Article
——————
Mix It Up

200 Fifth Avenue—an old and venerable building in New York’s Flatiron District—gets a stunning modern makeover by Studios Architecture.

Tor Myhren laughed.

He sat in black slacks and yellow sneakers in a glassy meeting room. Manhattan’s 23rd Street lay just below. It was mid-February, and he had been explaining his ideas for the splashy new headquarters of Grey Group, the advertising giant that gave the world “Choosy Moms Choose Jif” and Playtex bras on TV. Three months earlier, the company had moved into a downtown landmark building formally known as the International Toy Center, after spending nearly half of its 93 years in a midtown skyscraper straight out of Mad Men. “This was a totally, totally raw space, and I said to the architects, ‘Let’s keep it as open and as close to this as possible,’” says Myhren, Grey New York’s chief creative officer, his legs neatly crossed in a vintage Wassily chair. “At one point, I was getting really mad at them, saying, ‘Why did you put a wall here?’ They were like, ‘It’s a bathroom, Tor.’”

His laugh was quick and dry. Myhren is a hands-on boss, the sort who signs off on everything from the latest Super Bowl ad to which band plays the company party. He sees the agency as an extension of his personality and has been known to pass out copies of The Fountainhead to creative staff. Around him, his vision had sprouted to life: exposed ceilings, floors scrubbed to their original reddish concrete, glass every which way. So much glass it could have been a display case or a panopticon, depending on whom you asked, and instead of private offices, workers sat at communal tables. “Our business is all about collaboration, sharing, taking an idea, playing on it, layering another idea on top of it. That was physically impossible in the old space,” Myhren says. “Here, you walk in, there’s light, energy, the neighborhood, the street.” That the headquarters became a tribute to collectivism from a fan of Ayn Rand, the poet laureate of individualism, is clearly not lost on Myhren or on the building itself. On an exposed wall behind him, someone had scribbled the first line of The Fountainhead: “Howard Roark laughed.”

These are tricky times for the industry. Ad agencies are under tremendous pressure to distance themselves from Madison Avenue, as the old methods for the hard sell—the sensational print ad, the 30-second TV spot—collapse under the weight of the Internet. Razzle-dazzle offices are a relatively cheap way to telegraph to clients that “We’re with it!” without necessarily being with it. They’re the new office-party ice sculpture.
——————
[Mask labeling records]
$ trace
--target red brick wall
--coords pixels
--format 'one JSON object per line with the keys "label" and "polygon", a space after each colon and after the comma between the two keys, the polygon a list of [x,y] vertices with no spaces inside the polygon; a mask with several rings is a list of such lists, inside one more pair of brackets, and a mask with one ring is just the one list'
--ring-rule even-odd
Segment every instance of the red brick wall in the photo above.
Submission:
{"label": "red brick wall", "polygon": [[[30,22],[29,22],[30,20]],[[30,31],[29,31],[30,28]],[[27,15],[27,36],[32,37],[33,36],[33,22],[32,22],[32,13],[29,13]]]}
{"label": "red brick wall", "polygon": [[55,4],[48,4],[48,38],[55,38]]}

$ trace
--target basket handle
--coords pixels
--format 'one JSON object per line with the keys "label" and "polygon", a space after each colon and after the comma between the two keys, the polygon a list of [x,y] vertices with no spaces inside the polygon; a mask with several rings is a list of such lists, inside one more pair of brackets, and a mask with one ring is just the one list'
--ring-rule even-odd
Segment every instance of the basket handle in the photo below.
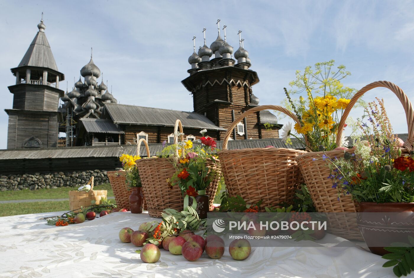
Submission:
——————
Task list
1 > Answer these questions from the article on Grey Group's new headquarters:
(a) Which firm gave 200 Fifth Avenue its modern makeover?
(b) What is Tor Myhren's position at Grey New York?
(c) What line had someone scribbled on the exposed wall behind Myhren?
2 > Rewrite every one of the mask labeling records, changing "even-odd" to "nonzero" and keeping everything else as it is. Leave the pictures out of your answer.
The article and the records come from separate sources.

Per-task answers
1 >
(a) Studios Architecture
(b) Chief creative officer
(c) "Howard Roark laughed."

2 >
$ trace
--target red brick wall
--coords pixels
--format 'one JSON object per line with the keys "label" and "polygon", a space after each colon and after the comma between the two keys, the polygon a list of [x,y] vertices with no spaces inside the polygon; a mask with several rings is a list of such lists, inside one more pair of brackets, and a mask with one ring is just the one list'
--ring-rule nonzero
Segment every instance of the red brick wall in the photo above.
Submission:
{"label": "red brick wall", "polygon": [[[30,22],[29,22],[30,20]],[[30,31],[29,31],[30,28]],[[27,15],[27,36],[32,37],[33,36],[33,22],[32,22],[32,13],[29,13]]]}
{"label": "red brick wall", "polygon": [[55,4],[48,4],[48,38],[55,38]]}

$ trace
--target basket handle
--coords pixels
--format 'one JSON object per line with the keys "label" and "polygon", a space after each colon and after the comma between the two keys, the polygon a list of [x,y] vertices with no spaces inside the polygon; a mask with several rings is a list of such lists, inside one more pair of brackets, and a mask with one ring is just the one list'
--ring-rule nonzero
Segment every instance of the basket handle in the photo below.
Submission:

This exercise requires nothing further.